- [Record set]
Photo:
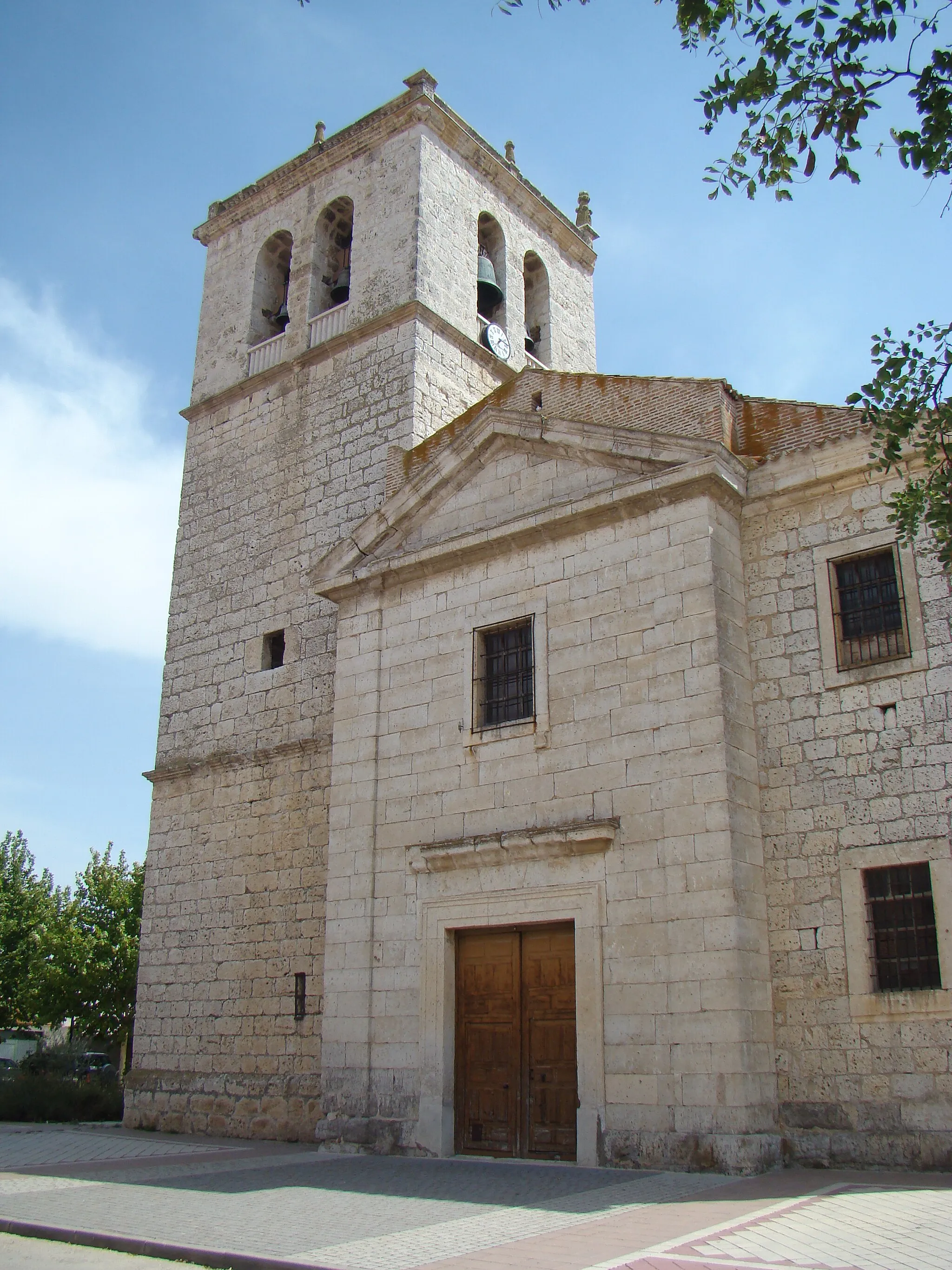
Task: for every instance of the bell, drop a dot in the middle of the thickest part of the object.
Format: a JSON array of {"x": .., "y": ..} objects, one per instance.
[
  {"x": 488, "y": 294},
  {"x": 341, "y": 291}
]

- [The problem]
Reproduce every line of the listing above verbatim, leaving out the pictures.

- [Full solution]
Photo:
Task: for every instance of the bell, drop a dot in the middle of the thickest part of the object.
Format: a JSON array of {"x": .., "y": ..} objects, one per instance.
[
  {"x": 488, "y": 294},
  {"x": 341, "y": 291}
]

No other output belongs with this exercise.